# Entries from a point annotation set
## BEGIN
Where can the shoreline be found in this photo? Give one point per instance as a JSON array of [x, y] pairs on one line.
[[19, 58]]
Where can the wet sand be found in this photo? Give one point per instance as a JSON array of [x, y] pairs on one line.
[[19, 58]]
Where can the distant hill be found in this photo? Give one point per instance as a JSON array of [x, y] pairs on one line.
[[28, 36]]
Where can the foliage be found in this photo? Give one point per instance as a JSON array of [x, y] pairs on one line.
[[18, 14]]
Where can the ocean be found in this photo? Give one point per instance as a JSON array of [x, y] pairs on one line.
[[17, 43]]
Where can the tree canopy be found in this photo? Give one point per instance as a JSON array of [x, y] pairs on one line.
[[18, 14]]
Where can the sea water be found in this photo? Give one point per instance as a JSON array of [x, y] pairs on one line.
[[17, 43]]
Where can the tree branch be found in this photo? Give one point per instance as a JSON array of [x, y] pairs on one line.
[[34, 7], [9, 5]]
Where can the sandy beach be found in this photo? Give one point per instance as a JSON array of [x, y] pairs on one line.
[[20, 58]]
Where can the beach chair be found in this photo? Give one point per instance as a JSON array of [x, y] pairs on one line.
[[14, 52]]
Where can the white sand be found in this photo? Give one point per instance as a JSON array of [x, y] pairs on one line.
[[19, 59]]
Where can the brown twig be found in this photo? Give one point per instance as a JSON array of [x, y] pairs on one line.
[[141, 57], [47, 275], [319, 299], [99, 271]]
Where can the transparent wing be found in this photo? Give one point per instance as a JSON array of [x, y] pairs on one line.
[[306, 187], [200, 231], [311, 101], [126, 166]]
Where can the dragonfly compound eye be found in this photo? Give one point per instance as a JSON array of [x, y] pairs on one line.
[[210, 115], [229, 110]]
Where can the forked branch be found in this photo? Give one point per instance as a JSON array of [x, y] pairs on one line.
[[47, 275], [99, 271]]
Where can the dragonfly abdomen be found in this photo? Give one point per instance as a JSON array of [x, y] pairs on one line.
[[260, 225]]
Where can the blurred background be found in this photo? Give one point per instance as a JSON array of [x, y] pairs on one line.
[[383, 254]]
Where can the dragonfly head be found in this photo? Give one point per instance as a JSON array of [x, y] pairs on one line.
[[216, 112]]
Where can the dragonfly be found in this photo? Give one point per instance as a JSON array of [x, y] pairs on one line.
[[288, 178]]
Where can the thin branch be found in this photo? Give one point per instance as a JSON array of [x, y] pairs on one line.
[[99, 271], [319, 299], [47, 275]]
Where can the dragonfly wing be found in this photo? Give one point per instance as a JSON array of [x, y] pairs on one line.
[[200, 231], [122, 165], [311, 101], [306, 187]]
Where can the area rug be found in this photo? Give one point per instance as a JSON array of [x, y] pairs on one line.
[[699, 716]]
## END
# TASK REQUIREMENTS
Recast the lines above, from the line containing "Where can the forked" through the final line, as a JSON list of strings with one string per line and no blank lines.

# WRITTEN ANSWER
[
  "Where can the forked branch be found in this photo? Give one point per instance as a JSON array of [x, y] pairs on one line.",
  "[[47, 275], [99, 271]]",
  "Where can the dragonfly abdomen be found in this photo? Give one point per instance as a JSON array of [x, y] pairs on one line.",
  "[[260, 225]]",
  "Where can the blurred background be found in this photo? Give one point per instance as a JSON array of [x, y] pairs on one line.",
  "[[383, 254]]",
  "Where can the dragonfly head be found in this photo? Give one point per instance as a JSON array of [x, y] pairs on one line.",
  "[[216, 112]]",
  "Where can the dragonfly be found in this photo? Give one point per instance as a JSON array of [x, y] pairs on one line.",
  "[[288, 178]]",
  "Where can the thin branch be found in this photo? Give one point per instance as a JSON array of [x, y] pairs on one line.",
  "[[99, 271], [319, 299], [47, 275]]",
  "Where can the dragonfly wing be found in this photo? Give one point per instance as a JSON array of [x, y] pairs on one line.",
  "[[200, 231], [122, 165], [311, 101], [306, 187]]",
  "Where can the area rug be found in this photo? Give one point per instance as a JSON array of [x, y] pairs on one line.",
  "[[699, 716]]"
]